───── DOCUMENT SECTION ─────

Alternatively to the regex-based approach, you can parse the javascript code using slimit
module, that builds an Abstract Syntax Tree and gives you a way of getting all assignments and putting them into the dictionary:
from bs4 import BeautifulSoup
from slimit import ast
from slimit.parser import Parser
from slimit.visitors import nodevisitor
data = """
<html>
<head>
<title>My Sample Page</title>
<script>
$.ajax({
type: "POST",
url: 'http://www.example.com',
data: {
email: '[email protected]',
phone: '9999999999',
name: 'XYZ'
}
});
</script>
</head>
<body>
<h1>What a wonderful world</h1>
</body>
</html>
"""
# get the script tag contents from the html
soup = BeautifulSoup(data)
script = soup.find('script')

─────

> **REQUIRED ACTION 1**
Convert the records, from the line containing "</instance>" through the last line of the records, into a JSON list of strings with one string per line and no blank lines.
> **REQUIRED ACTION 2**
Carry on the walkthrough on parsing JavaScript with slimit from where it stops.

───── PROVIDED DATA ─────

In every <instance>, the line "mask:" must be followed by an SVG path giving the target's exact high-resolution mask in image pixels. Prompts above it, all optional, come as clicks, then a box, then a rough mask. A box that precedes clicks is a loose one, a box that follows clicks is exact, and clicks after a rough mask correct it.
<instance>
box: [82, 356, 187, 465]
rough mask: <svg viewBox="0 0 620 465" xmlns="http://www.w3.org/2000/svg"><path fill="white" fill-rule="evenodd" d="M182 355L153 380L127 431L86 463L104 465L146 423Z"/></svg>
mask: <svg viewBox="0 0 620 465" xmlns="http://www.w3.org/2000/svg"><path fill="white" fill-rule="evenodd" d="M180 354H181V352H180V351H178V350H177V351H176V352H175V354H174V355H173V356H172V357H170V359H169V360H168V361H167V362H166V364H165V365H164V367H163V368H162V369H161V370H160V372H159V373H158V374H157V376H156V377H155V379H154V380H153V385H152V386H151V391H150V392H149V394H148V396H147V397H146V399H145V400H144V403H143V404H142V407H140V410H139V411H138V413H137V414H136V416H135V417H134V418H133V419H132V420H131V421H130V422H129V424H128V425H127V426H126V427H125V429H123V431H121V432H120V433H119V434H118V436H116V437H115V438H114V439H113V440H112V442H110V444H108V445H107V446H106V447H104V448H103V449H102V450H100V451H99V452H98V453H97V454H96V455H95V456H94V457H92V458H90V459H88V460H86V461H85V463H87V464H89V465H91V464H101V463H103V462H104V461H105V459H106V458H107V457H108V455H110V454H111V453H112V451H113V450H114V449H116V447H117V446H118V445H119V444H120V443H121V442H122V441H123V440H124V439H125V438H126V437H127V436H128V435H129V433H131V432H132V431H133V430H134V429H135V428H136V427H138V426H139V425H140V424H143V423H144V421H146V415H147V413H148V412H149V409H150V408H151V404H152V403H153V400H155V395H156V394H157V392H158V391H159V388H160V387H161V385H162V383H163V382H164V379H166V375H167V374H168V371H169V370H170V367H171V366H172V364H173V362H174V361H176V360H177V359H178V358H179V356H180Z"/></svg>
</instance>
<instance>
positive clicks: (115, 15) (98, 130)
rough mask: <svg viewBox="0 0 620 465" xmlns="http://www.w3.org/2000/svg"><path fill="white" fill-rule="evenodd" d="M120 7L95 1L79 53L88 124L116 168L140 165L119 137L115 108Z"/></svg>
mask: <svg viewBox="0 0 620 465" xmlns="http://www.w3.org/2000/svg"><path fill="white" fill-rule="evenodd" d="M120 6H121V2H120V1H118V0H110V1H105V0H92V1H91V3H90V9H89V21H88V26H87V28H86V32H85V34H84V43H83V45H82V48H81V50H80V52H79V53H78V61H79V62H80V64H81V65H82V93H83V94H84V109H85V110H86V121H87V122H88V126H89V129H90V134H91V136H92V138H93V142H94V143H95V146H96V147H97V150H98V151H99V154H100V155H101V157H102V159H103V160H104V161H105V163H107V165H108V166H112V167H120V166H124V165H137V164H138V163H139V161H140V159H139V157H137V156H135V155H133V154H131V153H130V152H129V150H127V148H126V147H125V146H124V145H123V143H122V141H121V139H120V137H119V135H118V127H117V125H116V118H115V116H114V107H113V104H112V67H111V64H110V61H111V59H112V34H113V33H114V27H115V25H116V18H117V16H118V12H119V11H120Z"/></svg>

─────

> **OUTPUT 1**
[
  "</instance>",
  "<instance>",
  "positive clicks: (115, 15) (98, 130)",
  "rough mask: <svg viewBox=\"0 0 620 465\" xmlns=\"http://www.w3.org/2000/svg\"><path fill=\"white\" fill-rule=\"evenodd\" d=\"M120 7L95 1L79 53L88 124L116 168L140 165L119 137L115 108Z\"/></svg>",
  "mask: <svg viewBox=\"0 0 620 465\" xmlns=\"http://www.w3.org/2000/svg\"><path fill=\"white\" fill-rule=\"evenodd\" d=\"M120 6H121V2H120V1H118V0H110V1H105V0H92V1H91V3H90V9H89V21H88V26H87V28H86V32H85V34H84V43H83V45H82V48H81V50H80V52H79V53H78V61H79V62H80V64H81V65H82V93H83V94H84V109H85V110H86V121H87V122H88V126H89V129H90V134H91V136H92V138H93V142H94V143H95V146H96V147H97V150H98V151H99V154H100V155H101V157H102V159H103V160H104V161H105V163H107V165H108V166H112V167H120V166H124V165H137V164H138V163H139V161H140V159H139V157H137V156H135V155H133V154H131V153H130V152H129V150H127V148H126V147H125V146H124V145H123V143H122V141H121V139H120V137H119V135H118V127H117V125H116V118H115V116H114V107H113V104H112V67H111V64H110V61H111V59H112V34H113V33H114V27H115V25H116V18H117V16H118V12H119V11H120Z\"/></svg>"
]

> **OUTPUT 2**
# parse js
parser = Parser()
tree = parser.parse(script.text)
fields = {getattr(node.left, 'value', ''): getattr(node.right, 'value', '')
for node in nodevisitor.visit(tree)
if isinstance(node, ast.Assign)}
print fields
Prints:
{u'name': u"'XYZ'", u'url': u"'http://www.example.com'", u'type': u'"POST"', u'phone': u"'9999999999'", u'data': '', u'email': u"'[email protected]'"}
Among other fields, there are email
, name
and phone
that you are interested in.
Hope that helps.